+++ Extract +++
The Silver Ragwort is a dwarf shrub growing to about 100 cm high. It is indigenous to the Mediterranean and a perennial, that is, it grows and blooms during spring and summer, then dries up in autumn and winter, and springs back to life again from its root stock. It is tolerant to extreme conditions, and is a water conservation species that also thrives in environments with a very high concentration of salt. The leaves are lance-shaped, as is the stem, and are covered with long, white matt hair. It grows in rock fissures, walls and cracks, and is very common near the sea, flowering in spring and summer.

The flower head is a compact flower, an inflorescence, that is, a group or cluster of yellow flowers arranged on a stem that is composed of a main branch or an arrangement of branches. The yellow flower is 4 cm in diameter. It is also used in cultivation and landscaping, though unfortunately not in the Maltese Islands.

The Silver Ragwort is also used in herbal medicine, mostly for eye treatments, such as cataracts and for treating inflammation of the membrane that lines the inner surface of the eyelid and the exposed surface of the eyeball.
+++
> _Required action 1_
List every season named in the text about the Silver Ragwort.
> _Required action 2_
Extend the text about the Silver Ragwort from its final sentence onward.
You can complete the tasks without consulting the records.
+++ Dataset +++
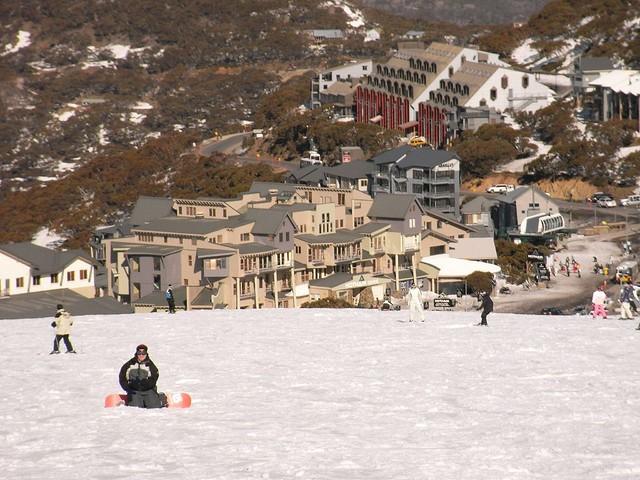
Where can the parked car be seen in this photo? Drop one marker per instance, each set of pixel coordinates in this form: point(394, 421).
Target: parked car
point(551, 311)
point(581, 310)
point(501, 188)
point(606, 202)
point(630, 201)
point(597, 196)
point(417, 141)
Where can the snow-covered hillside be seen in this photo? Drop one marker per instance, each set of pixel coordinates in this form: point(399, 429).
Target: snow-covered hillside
point(327, 394)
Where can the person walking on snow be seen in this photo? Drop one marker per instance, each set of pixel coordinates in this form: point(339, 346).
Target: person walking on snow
point(414, 299)
point(62, 324)
point(597, 300)
point(625, 302)
point(487, 307)
point(138, 377)
point(171, 302)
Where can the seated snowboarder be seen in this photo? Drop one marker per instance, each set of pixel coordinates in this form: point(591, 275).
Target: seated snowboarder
point(138, 378)
point(386, 305)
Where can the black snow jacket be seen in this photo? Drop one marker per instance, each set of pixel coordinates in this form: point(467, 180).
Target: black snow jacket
point(138, 376)
point(487, 304)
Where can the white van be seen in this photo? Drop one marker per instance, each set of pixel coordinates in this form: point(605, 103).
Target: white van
point(627, 272)
point(630, 201)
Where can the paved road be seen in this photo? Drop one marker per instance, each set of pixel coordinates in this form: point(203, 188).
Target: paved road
point(227, 144)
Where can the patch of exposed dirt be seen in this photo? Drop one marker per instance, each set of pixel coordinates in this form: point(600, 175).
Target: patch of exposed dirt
point(572, 189)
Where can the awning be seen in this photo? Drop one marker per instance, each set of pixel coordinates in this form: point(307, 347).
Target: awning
point(457, 268)
point(300, 291)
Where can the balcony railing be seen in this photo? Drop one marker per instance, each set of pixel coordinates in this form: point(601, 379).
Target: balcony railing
point(348, 257)
point(411, 246)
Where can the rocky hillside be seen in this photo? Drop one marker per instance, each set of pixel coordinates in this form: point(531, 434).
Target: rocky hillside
point(494, 12)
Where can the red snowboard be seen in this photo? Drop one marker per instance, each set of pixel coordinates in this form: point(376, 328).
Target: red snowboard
point(174, 400)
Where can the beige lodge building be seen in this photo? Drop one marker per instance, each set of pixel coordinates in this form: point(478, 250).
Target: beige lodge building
point(276, 246)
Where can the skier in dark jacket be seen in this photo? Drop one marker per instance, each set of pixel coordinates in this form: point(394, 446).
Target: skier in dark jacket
point(138, 378)
point(487, 307)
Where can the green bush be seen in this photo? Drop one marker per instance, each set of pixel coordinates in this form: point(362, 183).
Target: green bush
point(328, 302)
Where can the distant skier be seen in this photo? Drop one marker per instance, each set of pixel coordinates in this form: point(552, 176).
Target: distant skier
point(597, 300)
point(138, 377)
point(171, 302)
point(625, 302)
point(487, 307)
point(414, 299)
point(386, 305)
point(62, 324)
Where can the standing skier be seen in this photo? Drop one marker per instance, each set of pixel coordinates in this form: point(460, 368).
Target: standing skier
point(487, 307)
point(62, 324)
point(414, 299)
point(597, 300)
point(171, 302)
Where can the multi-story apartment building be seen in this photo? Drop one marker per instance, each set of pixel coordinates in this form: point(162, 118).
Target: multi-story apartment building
point(433, 176)
point(343, 74)
point(276, 246)
point(431, 91)
point(30, 268)
point(476, 86)
point(392, 93)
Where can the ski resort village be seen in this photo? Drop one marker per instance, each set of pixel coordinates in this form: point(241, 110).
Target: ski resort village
point(360, 230)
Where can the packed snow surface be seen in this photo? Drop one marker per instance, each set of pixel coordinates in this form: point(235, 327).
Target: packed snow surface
point(327, 394)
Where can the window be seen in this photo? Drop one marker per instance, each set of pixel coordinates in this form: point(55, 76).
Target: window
point(134, 264)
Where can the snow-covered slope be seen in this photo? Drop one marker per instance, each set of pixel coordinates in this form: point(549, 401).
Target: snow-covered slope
point(327, 394)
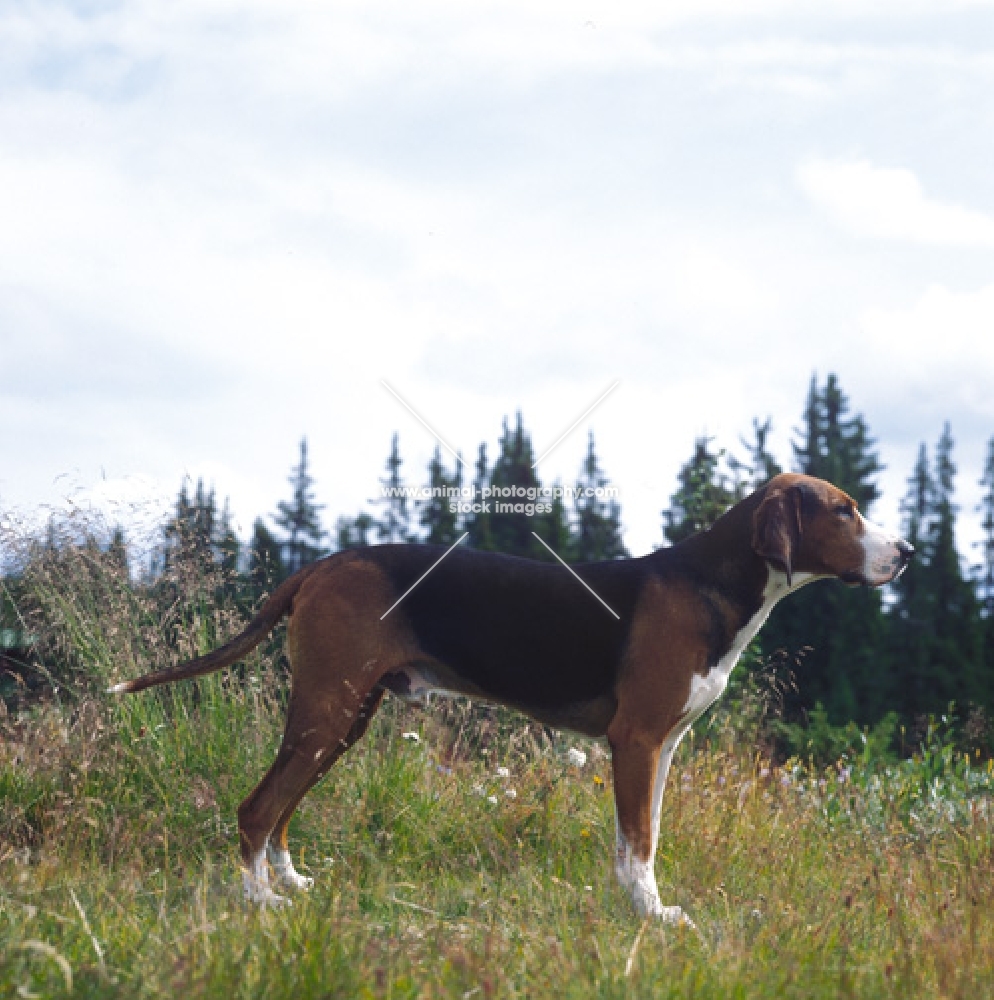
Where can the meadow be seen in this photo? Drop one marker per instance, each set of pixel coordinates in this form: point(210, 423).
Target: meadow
point(457, 851)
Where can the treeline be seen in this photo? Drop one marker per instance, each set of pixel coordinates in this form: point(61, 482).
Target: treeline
point(915, 647)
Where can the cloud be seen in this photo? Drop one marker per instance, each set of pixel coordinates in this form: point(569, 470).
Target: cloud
point(890, 203)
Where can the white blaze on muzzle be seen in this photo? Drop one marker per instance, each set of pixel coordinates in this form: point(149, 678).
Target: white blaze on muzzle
point(883, 555)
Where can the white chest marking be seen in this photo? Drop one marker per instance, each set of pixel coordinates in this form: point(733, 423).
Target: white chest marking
point(705, 690)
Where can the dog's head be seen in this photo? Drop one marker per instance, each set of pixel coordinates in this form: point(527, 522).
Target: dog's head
point(805, 525)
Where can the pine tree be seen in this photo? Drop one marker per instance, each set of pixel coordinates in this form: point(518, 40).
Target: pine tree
point(986, 510)
point(354, 532)
point(437, 517)
point(395, 524)
point(191, 534)
point(227, 544)
point(300, 518)
point(513, 470)
point(910, 617)
point(704, 494)
point(597, 521)
point(837, 447)
point(843, 627)
point(954, 626)
point(761, 465)
point(480, 524)
point(986, 580)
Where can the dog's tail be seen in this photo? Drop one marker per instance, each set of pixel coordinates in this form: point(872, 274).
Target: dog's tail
point(278, 604)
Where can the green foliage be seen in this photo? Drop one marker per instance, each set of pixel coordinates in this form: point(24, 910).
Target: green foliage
point(118, 855)
point(597, 521)
point(394, 525)
point(300, 518)
point(513, 471)
point(704, 494)
point(844, 627)
point(437, 518)
point(822, 743)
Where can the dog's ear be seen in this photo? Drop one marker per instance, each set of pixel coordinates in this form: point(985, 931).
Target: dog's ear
point(776, 528)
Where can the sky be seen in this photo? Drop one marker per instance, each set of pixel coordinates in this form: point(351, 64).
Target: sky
point(224, 225)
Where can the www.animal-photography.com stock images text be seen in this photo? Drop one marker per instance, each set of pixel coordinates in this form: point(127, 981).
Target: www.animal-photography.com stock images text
point(496, 501)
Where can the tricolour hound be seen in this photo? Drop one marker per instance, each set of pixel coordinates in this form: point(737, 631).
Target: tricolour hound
point(527, 634)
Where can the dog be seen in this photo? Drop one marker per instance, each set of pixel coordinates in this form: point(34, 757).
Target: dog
point(411, 619)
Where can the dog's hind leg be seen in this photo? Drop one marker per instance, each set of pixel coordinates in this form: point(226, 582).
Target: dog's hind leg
point(314, 732)
point(277, 849)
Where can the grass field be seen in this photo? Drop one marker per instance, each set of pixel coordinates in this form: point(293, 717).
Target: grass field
+++
> _Reply 1_
Spring, summer, autumn, winter

> _Reply 2_
CONCLUSION

This is just a glimpse of a few of the common wild flowers one can discover while walking along Dingli Cliffs. The floral richness of Dingli Cliffs, and the different natural habitats, makes Dingli Cliffs so important that they are regarded as a special habitat of EU Community Interest. Dingli Cliffs are a Special Area of Conservation declared under the Habitats Directive, thus forming part of the European Union’s Natura 2000 Network.

Besides adorning and filling the natural environment with so many colours, wild flowers can also embellish our urban environment if they are used in urban landscaping, or planted in front- and back-gardens. There are many other species of wild flowers, though unfortunately these are not appreciated but are neglected and ignored. This information is intended to help create greater awareness of the natural wild flora of the Maltese Islands.